Document passage:
In [1]:
# !pip install ndjson

## Workflow

1. Read the video game review data. Take a look at the text of the reviews and the ratings, which you will work with in this milestone.
   - Note that your data is not pure JSON, but new line delimited JSON. To be able to read it, install and import ndjson.
2. Import Altair and pandas.
3. Create a plot of the ratings of the product. Study the distribution of the five categories.
4. Take a random sample of the reviews by selecting 1500 reviews with rating 1, 500-500-500 reviews with ratings 2, 3, 4, and 1500 reviews with rating 5. This way you get a smaller balanced corpus, on which you will work with in Milestones 2-4.
   - It is recommended to use **imblearn.under_sampling.RandomUnderSampler** from the **imbalanced-learn** package, which should be first installed, then imported.
If you want to get identical results to the reference solution, use 42 as a random state.

Instructions:
1: Answer these questions about the notebook workflow, one per line, labeling each answer (a), (b), or (c) to match:
(a) What format is the video game review data in?
(b) How many reviews with rating 5 should the random sample include?
(c) What random state gives results identical to the reference solution?
2: Format the entries from their start through the line containing "M17 45L24 50L36" as a two-column CSV with the headers command and output. Give one row for each entry, with its text and its answer each in a single quoted field and line breaks replaced by spaces, and leave out the pictures.

Input for this task:
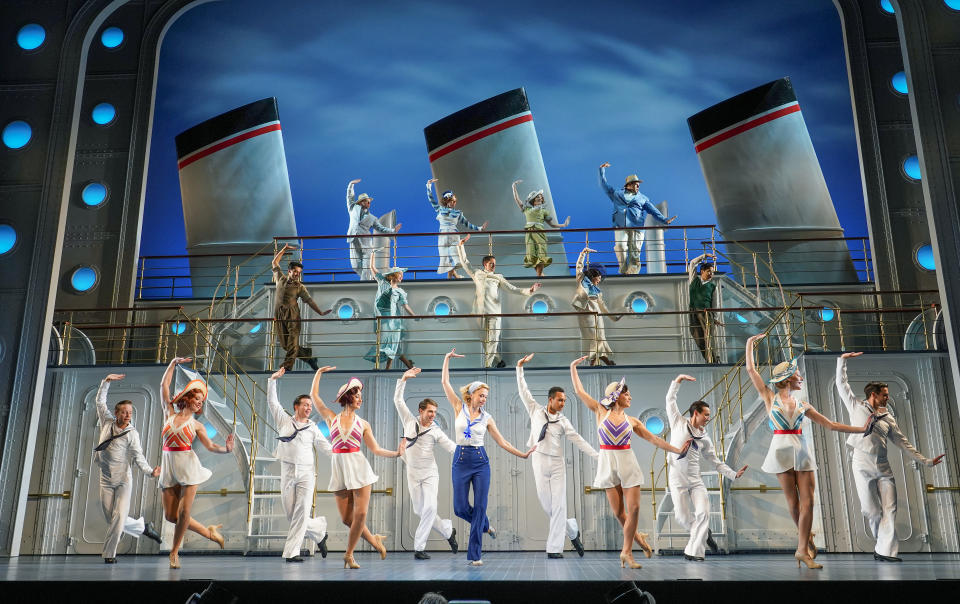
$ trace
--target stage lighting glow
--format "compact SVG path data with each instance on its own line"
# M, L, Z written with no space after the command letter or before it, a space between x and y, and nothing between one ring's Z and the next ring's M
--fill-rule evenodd
M17 45L24 50L36 50L47 39L47 31L42 25L30 23L17 32Z
M92 182L80 192L80 199L86 205L96 207L107 199L107 187L102 183Z
M3 144L10 149L20 149L30 142L33 129L23 120L10 122L3 127Z
M119 27L108 27L100 34L100 43L107 48L116 48L123 44L123 30Z
M117 117L117 109L110 103L98 103L90 113L90 117L93 118L95 124L105 126Z

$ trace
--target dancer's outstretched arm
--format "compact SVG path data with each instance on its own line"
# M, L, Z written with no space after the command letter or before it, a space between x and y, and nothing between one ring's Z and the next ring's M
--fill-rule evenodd
M453 415L454 417L460 415L460 409L463 407L463 401L460 400L460 395L456 390L453 389L453 386L450 385L450 358L462 359L462 354L457 354L457 349L454 348L448 352L443 357L443 369L440 371L440 383L443 384L443 392L447 395L447 400L450 401L450 404L453 406Z

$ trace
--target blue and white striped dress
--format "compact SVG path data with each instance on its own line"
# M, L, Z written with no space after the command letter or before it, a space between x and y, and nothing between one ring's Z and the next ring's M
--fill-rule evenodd
M808 435L803 434L803 419L809 408L809 403L798 401L793 414L788 416L780 401L780 395L773 397L770 407L773 438L770 439L770 449L760 469L770 474L787 470L805 472L817 469L813 446Z

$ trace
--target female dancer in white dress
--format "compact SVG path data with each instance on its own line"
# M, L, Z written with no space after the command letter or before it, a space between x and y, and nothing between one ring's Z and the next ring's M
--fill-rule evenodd
M631 432L664 451L682 454L690 447L688 440L682 448L677 448L654 436L639 419L630 417L626 410L630 407L630 391L624 379L607 385L604 397L596 400L583 389L583 383L577 374L577 365L587 357L580 357L570 363L570 379L573 391L583 403L594 412L597 418L597 435L600 439L600 461L594 487L605 489L607 501L614 516L623 525L623 548L620 551L620 567L641 568L633 559L633 542L643 548L649 558L653 550L646 541L647 535L637 532L640 522L640 485L643 484L643 470L637 457L630 450Z
M406 441L401 437L400 446L396 451L380 448L377 439L373 437L370 424L357 416L357 410L363 404L363 384L357 378L340 386L336 401L343 410L334 413L320 398L320 378L324 373L336 367L321 367L313 376L313 386L310 388L310 397L317 408L317 413L327 422L330 429L330 444L333 446L333 455L330 457L330 486L337 498L337 511L340 519L350 527L347 537L347 551L343 554L344 568L360 568L353 559L353 550L362 536L367 543L380 552L380 559L387 557L387 547L383 544L384 535L373 535L367 528L367 508L370 506L370 485L377 481L378 476L367 458L360 451L361 441L366 443L375 455L380 457L400 457L406 448Z
M848 426L830 421L810 403L793 398L793 391L800 390L803 383L803 377L797 371L796 359L775 366L770 379L765 383L753 359L754 344L765 335L759 333L747 339L746 359L747 375L763 399L767 415L774 426L770 449L761 469L777 475L783 495L787 498L790 516L797 525L797 551L794 554L797 566L803 562L807 568L823 568L822 564L813 561L817 556L817 548L813 544L810 527L813 525L813 472L817 469L817 463L813 450L803 437L803 418L810 418L824 428L837 432L863 432L867 426ZM771 390L767 383L773 385L776 392Z
M187 529L217 543L223 549L223 535L218 529L222 524L203 526L190 516L197 487L210 478L210 470L200 465L193 452L193 439L198 438L208 451L229 453L233 451L233 434L227 435L226 446L213 444L207 429L194 415L203 413L207 400L207 385L202 380L190 380L176 396L170 396L175 367L189 363L189 358L175 358L167 365L160 381L160 396L163 402L163 455L160 462L160 486L163 488L164 517L176 526L173 529L173 544L170 546L170 568L180 568L180 545Z
M597 365L599 361L603 361L607 365L616 365L610 360L613 350L607 343L604 317L600 316L610 313L610 309L603 302L603 291L600 289L603 273L600 272L600 268L594 266L584 267L587 254L595 251L585 247L577 258L577 290L573 295L572 305L574 310L595 313L577 315L580 337L583 340L582 348L587 350L590 364ZM610 318L619 321L622 317L623 315L612 315Z
M453 452L453 513L470 523L470 540L467 546L467 561L480 566L483 560L483 534L487 533L492 539L497 533L490 526L487 518L487 497L490 495L490 458L483 446L483 437L489 433L490 437L500 447L517 457L530 457L536 447L529 451L515 448L497 430L493 417L483 406L487 403L490 386L483 382L471 382L460 388L458 393L450 385L450 357L463 358L454 348L443 357L443 371L440 380L447 400L453 405L454 432L457 448ZM470 491L473 490L473 503L470 502Z

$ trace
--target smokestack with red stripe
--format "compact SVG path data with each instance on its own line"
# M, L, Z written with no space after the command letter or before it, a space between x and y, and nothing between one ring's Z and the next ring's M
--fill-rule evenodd
M235 254L236 266L274 236L296 236L275 98L198 124L176 145L188 253ZM269 263L241 267L241 283ZM227 266L226 258L191 258L194 297L210 295Z
M772 259L783 283L857 281L844 241L786 241L843 237L789 78L738 94L687 124L726 240L774 240L743 245ZM726 247L752 269L750 254Z
M518 185L522 198L530 191L543 189L545 207L557 219L547 172L540 154L540 142L533 126L533 114L523 88L504 92L430 124L423 129L437 190L451 189L457 195L457 208L475 224L489 221L487 230L521 230L526 223L513 200L511 184ZM545 275L567 275L563 238L548 231L548 255L553 264ZM468 256L479 266L480 257L489 253L488 238L475 234ZM524 237L497 235L494 254L497 272L508 276L529 276L524 268Z

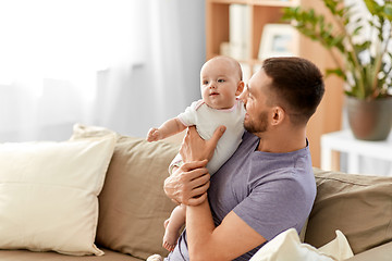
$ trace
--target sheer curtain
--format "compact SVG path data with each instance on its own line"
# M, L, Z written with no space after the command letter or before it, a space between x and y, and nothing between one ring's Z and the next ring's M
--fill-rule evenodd
M204 1L0 0L0 142L145 136L199 98Z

Answers for the exercise:
1:
(a) New line delimited JSON
(b) 1500
(c) 42

2:
command,output
"$ trace --target stage lighting glow --format ""compact SVG path data with each instance on its own line"" # M, L, Z written with no space after the command letter or before it, a space between x and y, and nothing between one ring's Z and the next ring's M --fill-rule evenodd","M17 45L24 50L36 50L47 39L47 31L42 25L30 23L17 32Z"